PROBLEM TO WORK ON –
Check each line of the material, and show the ones that include the word "stone".

DATA SHOWN –
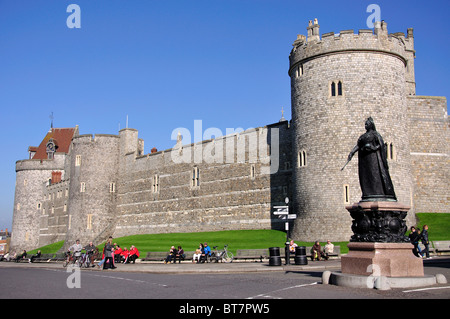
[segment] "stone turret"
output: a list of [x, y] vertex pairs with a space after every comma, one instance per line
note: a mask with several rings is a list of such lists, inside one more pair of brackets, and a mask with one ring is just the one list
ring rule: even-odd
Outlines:
[[76, 239], [82, 243], [96, 239], [114, 223], [119, 141], [119, 136], [106, 134], [80, 135], [73, 139], [65, 246], [72, 245]]
[[[412, 202], [406, 96], [414, 94], [414, 48], [408, 36], [372, 30], [318, 34], [317, 20], [298, 36], [289, 56], [294, 210], [297, 240], [348, 240], [345, 206], [361, 199], [357, 161], [347, 155], [372, 116], [391, 150], [389, 165], [399, 201]], [[409, 67], [409, 72], [408, 72]], [[409, 215], [414, 216], [412, 209]]]

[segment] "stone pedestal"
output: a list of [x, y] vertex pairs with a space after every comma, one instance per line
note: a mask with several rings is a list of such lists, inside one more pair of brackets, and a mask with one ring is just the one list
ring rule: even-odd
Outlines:
[[341, 257], [343, 274], [386, 277], [423, 277], [423, 262], [409, 243], [353, 243]]
[[354, 235], [341, 258], [343, 274], [423, 277], [423, 262], [405, 236], [409, 206], [393, 201], [361, 201], [347, 206]]
[[345, 208], [353, 218], [351, 242], [409, 243], [405, 217], [411, 207], [394, 201], [361, 201]]

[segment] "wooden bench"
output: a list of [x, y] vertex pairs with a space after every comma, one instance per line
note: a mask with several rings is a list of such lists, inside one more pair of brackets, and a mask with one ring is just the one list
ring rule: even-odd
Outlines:
[[[433, 241], [434, 251], [436, 254], [441, 255], [444, 252], [450, 252], [450, 240]], [[431, 243], [429, 245], [431, 247]]]
[[[50, 262], [55, 257], [56, 254], [42, 254], [41, 257], [34, 257], [33, 262], [39, 263], [39, 262]], [[30, 256], [30, 260], [31, 260]]]
[[[311, 249], [312, 246], [310, 247], [306, 247], [306, 257], [311, 257]], [[321, 247], [322, 251], [323, 251], [323, 247]], [[285, 258], [285, 251], [284, 251], [284, 247], [280, 248], [280, 256], [282, 258]], [[295, 253], [290, 253], [289, 255], [290, 258], [295, 258]], [[340, 258], [341, 257], [341, 247], [338, 245], [335, 245], [333, 248], [333, 252], [328, 254], [328, 257], [336, 257], [336, 258]]]
[[[144, 258], [141, 258], [142, 261], [164, 261], [167, 258], [169, 253], [167, 251], [149, 251], [145, 255]], [[192, 260], [194, 255], [193, 251], [185, 251], [184, 260]], [[183, 260], [183, 259], [182, 259]]]
[[[234, 255], [234, 259], [259, 259], [260, 262], [263, 261], [264, 258], [269, 258], [269, 250], [266, 248], [263, 249], [238, 249], [236, 254]], [[256, 260], [255, 260], [256, 261]]]
[[142, 261], [163, 261], [167, 255], [168, 253], [165, 251], [149, 251], [145, 258], [142, 258]]

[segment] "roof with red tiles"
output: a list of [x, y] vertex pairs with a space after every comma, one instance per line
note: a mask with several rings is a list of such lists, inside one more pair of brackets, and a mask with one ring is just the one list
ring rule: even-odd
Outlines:
[[51, 138], [55, 143], [56, 153], [68, 153], [74, 135], [78, 135], [78, 125], [70, 128], [52, 128], [36, 148], [33, 159], [47, 159], [47, 143]]

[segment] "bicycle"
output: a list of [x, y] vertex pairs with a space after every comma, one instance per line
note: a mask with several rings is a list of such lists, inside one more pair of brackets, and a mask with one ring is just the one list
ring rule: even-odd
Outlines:
[[74, 256], [75, 253], [66, 253], [66, 259], [63, 262], [63, 267], [66, 268], [68, 265], [73, 264], [77, 267], [81, 267], [81, 256]]
[[229, 252], [227, 249], [228, 245], [223, 246], [223, 251], [217, 250], [217, 246], [214, 246], [214, 251], [211, 253], [211, 260], [214, 260], [216, 263], [220, 261], [224, 263], [233, 262], [234, 255], [232, 252]]
[[84, 268], [89, 268], [90, 264], [91, 264], [91, 256], [92, 256], [92, 252], [89, 253], [83, 253], [80, 256], [80, 267], [84, 267]]

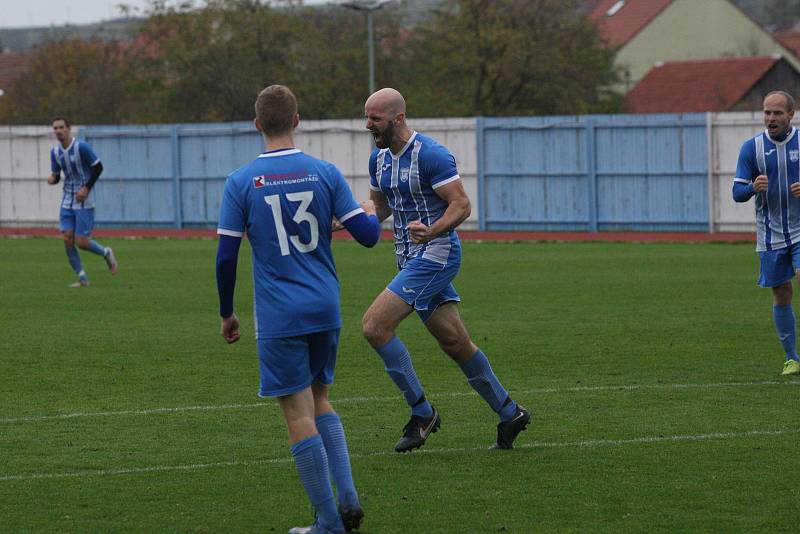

ANSWER FOR THIS EXERCISE –
[segment] "stone turret"
[segment] "stone pedestal"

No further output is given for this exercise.